**Source**.
▽

# Basics of Model Based Collaborative Filtering

this excerpt and technique has been taken from : https://blog.dominodatalab.com/recommender-systems-collaborative-filtering/

Now that we have concrete method for defining the similarity between vectors, we can now discuss how to use this method to identify similar users. The problem set-up is as follows:

1. We have an $N X M$ matrix consisting of the ratings of $N$ users and $M$ items. Each element of the matrix $(i, j)$ represents how user $i$ rated item $j$. Since we are working with movie ratings, each rating can be expected to be an integer from 1-5 (reflecting one-star ratings to five-star ratings) if user i has rated movie j, and 0 if the user has not rated that particular movie.

2. For each user, we want to recommend a set of movies that they have not seen yet (the movie rating is 0). To do this, we will effectively use an approach that is similar to **weighted K-Nearest Neighbors.**

3. For each movie j user i has not seen yet, we find the set of users U who are similar to user i and have seen movie j.For each similar user u, we take u's rating of movie j and multiply it by the cosine similarity of user i and user u. Sum up these weighted ratings, divide by the number of users in U, and we get a weighted average rating for the movie j.

4. Finally, we sort the movies by their weighted average rankings. These average rankings serve as an estimate for what the user will rate each movie. Movies with higher average rankings are more likely to be favored by the user, so we will recommend the movies with the highest average rankings to the user.

△

**Required task**. Transcribe the stretch of the collaborative filtering excerpt from "# Basics of" through "that particular movie." without any alteration.

**Given material**.
▽

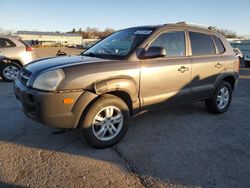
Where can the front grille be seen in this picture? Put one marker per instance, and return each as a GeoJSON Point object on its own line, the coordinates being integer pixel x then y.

△

**Solution**.
# Basics of Model Based Collaborative Filtering

this excerpt and technique has been taken from : https://blog.dominodatalab.com/recommender-systems-collaborative-filtering/

Now that we have concrete method for defining the similarity between vectors, we can now discuss how to use this method to identify similar users. The problem set-up is as follows:

1. We have an $N X M$ matrix consisting of the ratings of $N$ users and $M$ items. Each element of the matrix $(i, j)$ represents how user $i$ rated item $j$. Since we are working with movie ratings, each rating can be expected to be an integer from 1-5 (reflecting one-star ratings to five-star ratings) if user i has rated movie j, and 0 if the user has not rated that particular movie.